TASK TO CARRY OUT |
Copy each line exactly. Drop every picture.

DATASET ENTRIES |

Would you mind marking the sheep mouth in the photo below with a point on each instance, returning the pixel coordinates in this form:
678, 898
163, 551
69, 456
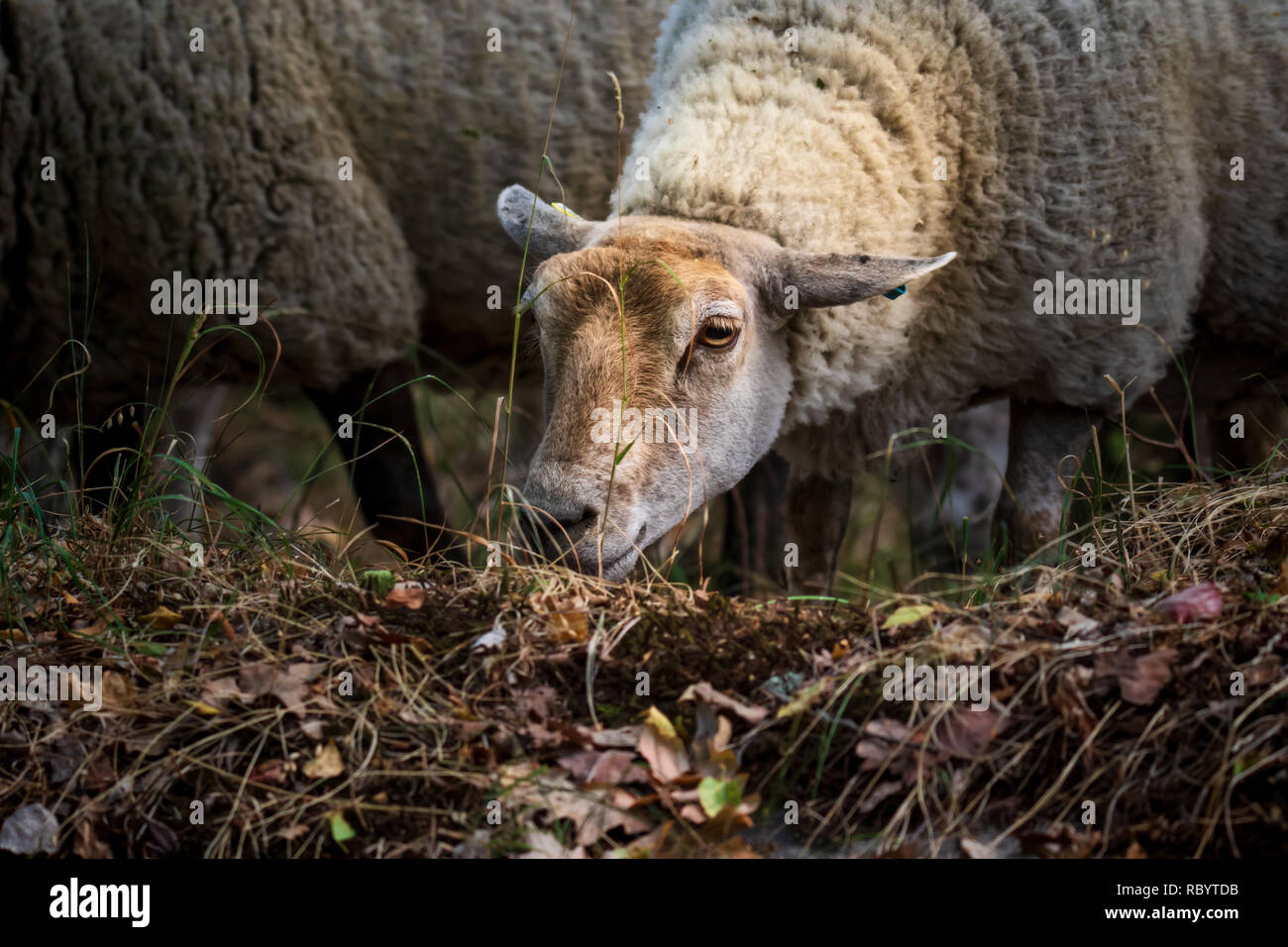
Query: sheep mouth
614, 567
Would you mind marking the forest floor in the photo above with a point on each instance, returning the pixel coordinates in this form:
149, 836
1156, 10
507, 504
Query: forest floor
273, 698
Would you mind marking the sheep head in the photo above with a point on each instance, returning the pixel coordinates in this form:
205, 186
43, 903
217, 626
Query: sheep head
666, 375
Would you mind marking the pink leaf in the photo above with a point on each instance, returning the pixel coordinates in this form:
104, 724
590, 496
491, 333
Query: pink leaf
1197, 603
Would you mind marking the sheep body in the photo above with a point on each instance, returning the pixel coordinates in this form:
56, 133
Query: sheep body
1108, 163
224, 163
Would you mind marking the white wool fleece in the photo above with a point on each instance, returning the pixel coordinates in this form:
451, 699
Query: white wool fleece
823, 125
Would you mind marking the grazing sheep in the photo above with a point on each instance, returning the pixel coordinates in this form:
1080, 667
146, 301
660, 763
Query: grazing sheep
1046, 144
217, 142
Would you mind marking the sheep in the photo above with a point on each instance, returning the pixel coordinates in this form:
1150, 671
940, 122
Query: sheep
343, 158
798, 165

RESULT OF THIS EXERCISE |
Would you mind marking the sheep mouth in the photo below with a point on each instance, returning the pixel coordinates in this form:
678, 898
163, 551
69, 456
Query: sheep mouth
614, 567
Would you mind marking the forest floor in the photo above with a point on each instance, returning the pixel coordinates in this form:
149, 836
1156, 10
507, 504
Query: forest floor
273, 698
Would you mind marking the sheep head in the photo above with a point on each instance, returning the pixel coordinates in this form:
205, 186
43, 903
217, 626
Query: sheep head
666, 375
Would you mind marking the pink leaf in the photo above with a point on each instance, returning the pixel coordinates in this form:
104, 724
590, 496
491, 333
Query: pink leaf
1197, 603
Would you mind marking the sheep body in the photo above with a point on each instance, returning the pixel coordinates in this form:
56, 133
Query: sheep body
1108, 163
224, 163
Would you mind marking the white wool fleece in the photo above with a point on each instance, returning the pixel coordinates in this form:
451, 699
Query: white wool fleece
823, 125
Would you mind marking the grazing sheep in the photo above with a point on each instance, returning the pixel coordinates in this form:
1080, 667
146, 301
660, 763
Query: grazing sheep
1046, 144
217, 142
Would you mind marking the sheep in the photo above with a point on each instance, returning the pixel coordinates in this form:
1150, 671
940, 122
Query: sheep
343, 158
798, 165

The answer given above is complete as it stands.